Excellency, Dr. Arif Alvi, President of Pakistan,

Distinguished Ministers from South and South-West Asia,

Excellencies, distinguished delegates, ladies and gentlemen,

It gives me immense pleasure to address this august gathering at the Sixth South and South-West Asia Forum on the Sustainable Development Goals and the Twenty-Fifth Sustainable Development Conference.

I would like to express my most sincere appreciation to the Government of Pakistan and our partner institute, the Sustainable Development Policy Institute, for co-hosting this Forum and convening this Conference.

We recognize and appreciate the tremendous efforts made by the Government as well as all our partners during this difficult time for Pakistan.

I should like to express my deep sorrow for the loss of lives and livelihoods due to the devastating floods.

Having personally witnessed this calamity, the Secretary-General noted, “The people of Pakistan are the victims of a grim calculus of climate injustice. 

Pakistan is responsible for less than 1 per cent of global greenhouse gas emissions, yet it is paying a supersized price for man-made climate change.” 

Given this backdrop, the Government’s hard advocacy efforts helped to lead to the breakthrough decision at COP27 to establish a fund to respond to loss and damage resulting from climate change. 

We stand in solidarity with the Government and people of Pakistan as they strive to recover and rebuild. 

Excellencies, distinguished delegates, ladies and gentlemen,

The South and South-West Asia Forum on SDGs is a multistakeholder platform to review progress and challenges in the 2030 Agenda for Sustainable Development and to find solutions together.

Just when we thought we were starting to see the light at the end of the pandemic tunnel, impact of the geopolitical tension including Ukraine war on food, energy and finance have hampered recovery.

Governments are juggling multiple crises as they try to build back better. Given the complexity of their challenges, the 17 Goals of the 2030 Agenda remain relevant more than ever.

•••••

Problem requirements →
Update everything in the speech from "We recognize and" down to "the devastating floods.", putting "catastrophic" in place of "devastating".

•••••

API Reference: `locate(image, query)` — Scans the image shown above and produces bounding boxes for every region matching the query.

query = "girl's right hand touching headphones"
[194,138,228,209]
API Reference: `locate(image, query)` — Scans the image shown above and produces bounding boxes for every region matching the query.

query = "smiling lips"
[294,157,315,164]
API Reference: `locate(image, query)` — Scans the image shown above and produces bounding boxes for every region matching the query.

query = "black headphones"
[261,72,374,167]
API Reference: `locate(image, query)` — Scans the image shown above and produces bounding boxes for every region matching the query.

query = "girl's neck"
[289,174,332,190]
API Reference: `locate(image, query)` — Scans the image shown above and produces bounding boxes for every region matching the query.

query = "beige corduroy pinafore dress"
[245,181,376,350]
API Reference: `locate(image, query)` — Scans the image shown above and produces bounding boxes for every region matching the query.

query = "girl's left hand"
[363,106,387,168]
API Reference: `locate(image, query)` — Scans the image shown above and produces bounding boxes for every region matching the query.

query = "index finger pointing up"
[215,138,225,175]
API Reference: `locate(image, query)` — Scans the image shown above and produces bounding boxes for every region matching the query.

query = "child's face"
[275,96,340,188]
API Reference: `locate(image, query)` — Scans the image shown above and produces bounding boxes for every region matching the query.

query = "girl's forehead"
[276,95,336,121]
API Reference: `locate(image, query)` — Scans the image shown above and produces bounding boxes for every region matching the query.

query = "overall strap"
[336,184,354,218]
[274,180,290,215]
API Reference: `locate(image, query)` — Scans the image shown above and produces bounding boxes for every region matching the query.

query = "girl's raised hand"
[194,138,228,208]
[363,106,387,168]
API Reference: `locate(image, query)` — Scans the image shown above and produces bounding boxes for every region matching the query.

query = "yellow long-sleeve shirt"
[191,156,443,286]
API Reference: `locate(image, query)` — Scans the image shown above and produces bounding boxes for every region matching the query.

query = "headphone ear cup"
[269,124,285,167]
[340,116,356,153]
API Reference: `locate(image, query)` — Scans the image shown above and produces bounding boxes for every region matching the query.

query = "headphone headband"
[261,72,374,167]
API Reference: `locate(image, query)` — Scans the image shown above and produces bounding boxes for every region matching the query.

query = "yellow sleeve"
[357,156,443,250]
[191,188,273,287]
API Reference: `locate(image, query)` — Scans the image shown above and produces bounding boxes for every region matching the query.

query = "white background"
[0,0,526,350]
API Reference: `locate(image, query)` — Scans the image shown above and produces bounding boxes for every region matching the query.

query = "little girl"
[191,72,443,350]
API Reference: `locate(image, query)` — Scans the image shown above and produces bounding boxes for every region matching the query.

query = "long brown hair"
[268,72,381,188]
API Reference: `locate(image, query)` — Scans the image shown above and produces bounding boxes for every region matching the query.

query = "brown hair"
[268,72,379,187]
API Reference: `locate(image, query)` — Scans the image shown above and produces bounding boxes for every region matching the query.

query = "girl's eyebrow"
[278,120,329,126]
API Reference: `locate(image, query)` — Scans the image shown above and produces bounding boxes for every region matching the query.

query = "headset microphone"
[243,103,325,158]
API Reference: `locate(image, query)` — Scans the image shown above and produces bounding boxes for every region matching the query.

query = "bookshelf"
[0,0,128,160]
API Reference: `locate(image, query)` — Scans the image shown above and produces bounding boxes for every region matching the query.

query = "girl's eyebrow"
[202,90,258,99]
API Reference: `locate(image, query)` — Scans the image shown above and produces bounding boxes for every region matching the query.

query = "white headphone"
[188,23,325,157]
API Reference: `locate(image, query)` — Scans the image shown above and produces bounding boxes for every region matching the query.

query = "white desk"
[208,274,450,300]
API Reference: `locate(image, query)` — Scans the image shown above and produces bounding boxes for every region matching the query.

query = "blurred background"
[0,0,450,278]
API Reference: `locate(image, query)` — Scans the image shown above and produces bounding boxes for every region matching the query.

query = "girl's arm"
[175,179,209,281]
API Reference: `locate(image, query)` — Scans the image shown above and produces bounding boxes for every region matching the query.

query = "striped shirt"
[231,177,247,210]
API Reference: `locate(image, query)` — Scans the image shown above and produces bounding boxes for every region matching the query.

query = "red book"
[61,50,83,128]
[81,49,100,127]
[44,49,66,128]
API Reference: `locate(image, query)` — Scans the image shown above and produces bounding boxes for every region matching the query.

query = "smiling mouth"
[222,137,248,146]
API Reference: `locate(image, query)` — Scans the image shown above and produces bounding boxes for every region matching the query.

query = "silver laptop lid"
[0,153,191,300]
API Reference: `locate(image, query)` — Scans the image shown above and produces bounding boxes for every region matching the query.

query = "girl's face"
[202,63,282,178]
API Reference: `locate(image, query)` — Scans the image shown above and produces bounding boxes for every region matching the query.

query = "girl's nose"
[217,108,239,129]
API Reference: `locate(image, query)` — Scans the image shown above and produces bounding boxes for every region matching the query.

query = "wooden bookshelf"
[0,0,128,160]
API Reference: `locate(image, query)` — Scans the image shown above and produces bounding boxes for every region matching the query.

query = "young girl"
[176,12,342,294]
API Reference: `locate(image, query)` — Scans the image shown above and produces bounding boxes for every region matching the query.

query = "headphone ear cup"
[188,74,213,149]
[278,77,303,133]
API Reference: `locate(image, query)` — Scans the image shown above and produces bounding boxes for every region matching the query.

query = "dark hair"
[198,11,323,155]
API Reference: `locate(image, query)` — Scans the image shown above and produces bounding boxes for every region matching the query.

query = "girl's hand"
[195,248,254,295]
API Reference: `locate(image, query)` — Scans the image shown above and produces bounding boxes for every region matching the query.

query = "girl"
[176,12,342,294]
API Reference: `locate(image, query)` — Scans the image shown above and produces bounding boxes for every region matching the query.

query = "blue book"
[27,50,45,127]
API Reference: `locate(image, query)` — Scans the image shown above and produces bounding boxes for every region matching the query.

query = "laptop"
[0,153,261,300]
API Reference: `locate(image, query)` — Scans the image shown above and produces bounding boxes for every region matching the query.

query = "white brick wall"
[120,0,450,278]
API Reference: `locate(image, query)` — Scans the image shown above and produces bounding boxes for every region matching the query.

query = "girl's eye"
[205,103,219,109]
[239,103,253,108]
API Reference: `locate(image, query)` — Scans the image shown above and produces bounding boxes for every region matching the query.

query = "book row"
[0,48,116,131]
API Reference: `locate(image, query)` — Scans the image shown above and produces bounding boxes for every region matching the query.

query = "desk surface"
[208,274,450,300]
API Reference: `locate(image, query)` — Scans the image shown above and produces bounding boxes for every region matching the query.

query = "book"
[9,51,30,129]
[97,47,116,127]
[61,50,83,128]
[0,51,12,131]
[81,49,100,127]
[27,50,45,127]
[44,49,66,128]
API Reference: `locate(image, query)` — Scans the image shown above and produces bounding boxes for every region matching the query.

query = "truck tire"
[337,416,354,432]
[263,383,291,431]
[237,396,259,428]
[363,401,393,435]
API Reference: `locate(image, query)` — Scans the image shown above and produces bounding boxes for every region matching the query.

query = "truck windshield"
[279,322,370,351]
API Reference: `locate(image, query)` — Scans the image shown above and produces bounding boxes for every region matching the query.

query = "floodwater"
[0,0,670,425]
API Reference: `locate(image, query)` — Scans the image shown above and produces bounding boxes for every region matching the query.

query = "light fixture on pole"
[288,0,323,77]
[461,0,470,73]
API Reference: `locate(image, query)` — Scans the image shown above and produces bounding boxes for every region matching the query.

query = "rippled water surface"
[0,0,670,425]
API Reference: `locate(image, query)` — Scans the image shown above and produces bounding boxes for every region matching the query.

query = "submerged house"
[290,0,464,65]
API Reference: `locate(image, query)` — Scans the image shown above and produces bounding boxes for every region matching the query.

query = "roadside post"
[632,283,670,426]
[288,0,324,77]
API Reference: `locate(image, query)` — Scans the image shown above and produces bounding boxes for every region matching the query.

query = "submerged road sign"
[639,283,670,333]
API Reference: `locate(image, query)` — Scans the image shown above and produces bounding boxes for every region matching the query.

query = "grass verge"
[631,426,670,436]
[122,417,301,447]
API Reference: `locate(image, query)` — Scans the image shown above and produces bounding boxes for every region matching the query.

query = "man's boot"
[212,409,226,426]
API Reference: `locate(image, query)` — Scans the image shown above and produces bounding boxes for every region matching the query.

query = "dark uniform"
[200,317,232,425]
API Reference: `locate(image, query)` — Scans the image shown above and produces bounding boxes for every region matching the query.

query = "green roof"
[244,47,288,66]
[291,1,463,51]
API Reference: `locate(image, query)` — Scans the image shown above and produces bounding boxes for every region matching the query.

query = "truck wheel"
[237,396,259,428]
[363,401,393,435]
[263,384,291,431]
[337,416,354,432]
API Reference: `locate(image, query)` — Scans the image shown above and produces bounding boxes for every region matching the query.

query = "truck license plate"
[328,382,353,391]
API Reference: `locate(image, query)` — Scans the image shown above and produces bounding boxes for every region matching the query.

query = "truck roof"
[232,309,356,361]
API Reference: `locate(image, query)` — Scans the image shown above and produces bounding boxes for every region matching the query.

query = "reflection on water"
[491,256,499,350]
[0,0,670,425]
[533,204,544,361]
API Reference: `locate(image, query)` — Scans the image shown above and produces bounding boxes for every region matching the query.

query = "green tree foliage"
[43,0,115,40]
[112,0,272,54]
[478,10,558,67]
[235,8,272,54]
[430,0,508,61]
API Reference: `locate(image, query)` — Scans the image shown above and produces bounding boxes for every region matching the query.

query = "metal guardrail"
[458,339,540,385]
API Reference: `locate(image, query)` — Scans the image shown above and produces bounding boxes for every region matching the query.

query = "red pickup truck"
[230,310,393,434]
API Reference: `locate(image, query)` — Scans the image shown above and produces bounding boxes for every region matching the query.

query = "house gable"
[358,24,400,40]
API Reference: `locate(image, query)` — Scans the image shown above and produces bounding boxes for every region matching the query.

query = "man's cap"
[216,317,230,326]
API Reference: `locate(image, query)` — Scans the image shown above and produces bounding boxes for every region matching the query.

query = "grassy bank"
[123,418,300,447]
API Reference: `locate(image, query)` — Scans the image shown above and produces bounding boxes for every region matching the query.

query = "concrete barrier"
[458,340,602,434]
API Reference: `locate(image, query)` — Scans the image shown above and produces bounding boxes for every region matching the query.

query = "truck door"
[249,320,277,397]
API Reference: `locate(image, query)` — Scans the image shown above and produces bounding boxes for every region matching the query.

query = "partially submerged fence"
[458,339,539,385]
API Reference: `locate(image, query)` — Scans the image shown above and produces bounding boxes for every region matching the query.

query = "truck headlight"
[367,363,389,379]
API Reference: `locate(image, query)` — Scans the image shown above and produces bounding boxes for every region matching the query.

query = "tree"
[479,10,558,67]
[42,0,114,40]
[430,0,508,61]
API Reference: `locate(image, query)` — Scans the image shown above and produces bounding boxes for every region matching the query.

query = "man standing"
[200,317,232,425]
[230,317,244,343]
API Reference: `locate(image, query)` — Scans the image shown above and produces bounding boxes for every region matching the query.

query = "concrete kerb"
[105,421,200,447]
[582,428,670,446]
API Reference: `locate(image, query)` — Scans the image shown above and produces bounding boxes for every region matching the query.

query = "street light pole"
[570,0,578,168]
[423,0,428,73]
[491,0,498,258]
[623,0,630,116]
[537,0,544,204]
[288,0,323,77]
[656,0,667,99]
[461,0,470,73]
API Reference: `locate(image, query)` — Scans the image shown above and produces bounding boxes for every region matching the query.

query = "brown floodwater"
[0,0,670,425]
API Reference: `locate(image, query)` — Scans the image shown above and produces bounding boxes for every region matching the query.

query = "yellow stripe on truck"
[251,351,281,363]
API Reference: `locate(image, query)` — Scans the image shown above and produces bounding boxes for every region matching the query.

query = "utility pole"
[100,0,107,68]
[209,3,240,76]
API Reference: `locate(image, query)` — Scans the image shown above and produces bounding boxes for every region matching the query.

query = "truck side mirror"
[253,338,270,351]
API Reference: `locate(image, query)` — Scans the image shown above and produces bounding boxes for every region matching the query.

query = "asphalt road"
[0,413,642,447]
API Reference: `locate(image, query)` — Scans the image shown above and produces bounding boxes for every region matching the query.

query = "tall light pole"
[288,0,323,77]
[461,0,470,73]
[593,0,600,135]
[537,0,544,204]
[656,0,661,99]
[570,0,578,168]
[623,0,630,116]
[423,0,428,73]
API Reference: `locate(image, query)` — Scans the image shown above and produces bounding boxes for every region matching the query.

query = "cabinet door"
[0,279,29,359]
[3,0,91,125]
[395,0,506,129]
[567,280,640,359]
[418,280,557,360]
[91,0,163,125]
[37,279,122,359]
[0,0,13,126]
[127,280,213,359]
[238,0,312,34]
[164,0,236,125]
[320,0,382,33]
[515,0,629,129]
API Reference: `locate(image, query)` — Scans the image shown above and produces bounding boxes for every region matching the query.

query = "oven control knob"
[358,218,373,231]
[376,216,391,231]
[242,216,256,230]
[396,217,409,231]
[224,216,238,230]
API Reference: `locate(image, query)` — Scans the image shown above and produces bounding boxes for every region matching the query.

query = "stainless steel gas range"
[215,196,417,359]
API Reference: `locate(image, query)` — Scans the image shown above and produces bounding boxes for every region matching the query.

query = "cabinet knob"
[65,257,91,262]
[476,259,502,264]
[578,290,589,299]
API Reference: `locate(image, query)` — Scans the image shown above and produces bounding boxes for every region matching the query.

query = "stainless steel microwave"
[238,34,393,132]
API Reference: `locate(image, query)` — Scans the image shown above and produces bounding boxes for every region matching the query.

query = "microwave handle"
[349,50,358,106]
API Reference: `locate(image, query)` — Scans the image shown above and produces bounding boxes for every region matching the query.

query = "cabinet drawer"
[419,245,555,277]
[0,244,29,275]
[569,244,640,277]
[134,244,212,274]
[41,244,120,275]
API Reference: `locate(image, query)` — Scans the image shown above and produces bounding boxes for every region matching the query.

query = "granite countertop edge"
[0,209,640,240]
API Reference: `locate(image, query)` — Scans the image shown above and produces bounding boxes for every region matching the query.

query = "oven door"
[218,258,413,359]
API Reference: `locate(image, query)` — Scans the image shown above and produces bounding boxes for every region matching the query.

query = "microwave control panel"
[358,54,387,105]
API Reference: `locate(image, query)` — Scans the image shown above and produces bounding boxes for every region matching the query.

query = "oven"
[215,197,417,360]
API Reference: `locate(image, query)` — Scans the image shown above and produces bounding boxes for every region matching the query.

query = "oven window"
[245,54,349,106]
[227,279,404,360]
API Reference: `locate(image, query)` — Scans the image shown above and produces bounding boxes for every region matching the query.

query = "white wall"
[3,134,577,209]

•••••

Response to the task →
We recognize and appreciate the tremendous efforts made by the Government as well as all our partners during this difficult time for Pakistan.

I should like to express my deep sorrow for the loss of lives and livelihoods due to the catastrophic floods.